Saved data:
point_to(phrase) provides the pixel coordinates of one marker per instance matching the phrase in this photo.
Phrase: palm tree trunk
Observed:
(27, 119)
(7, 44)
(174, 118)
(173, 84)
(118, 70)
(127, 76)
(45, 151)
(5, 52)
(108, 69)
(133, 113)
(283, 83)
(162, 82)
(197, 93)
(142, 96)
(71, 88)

# Task directions
Lay out these lines as a JSON list of strings, one string per line and no blank lines, covering the whole listing.

# Response
[
  "point_to(phrase) provides the pixel coordinates of one marker per instance matching the phrase in this photo.",
  "Phrase: palm tree trunk",
  "Observed:",
  "(27, 119)",
  "(7, 44)",
  "(174, 118)",
  "(173, 84)",
  "(118, 70)",
  "(127, 76)",
  "(45, 151)",
  "(5, 52)",
  "(108, 69)",
  "(133, 113)",
  "(283, 83)",
  "(162, 82)",
  "(197, 93)",
  "(142, 96)",
  "(71, 88)"
]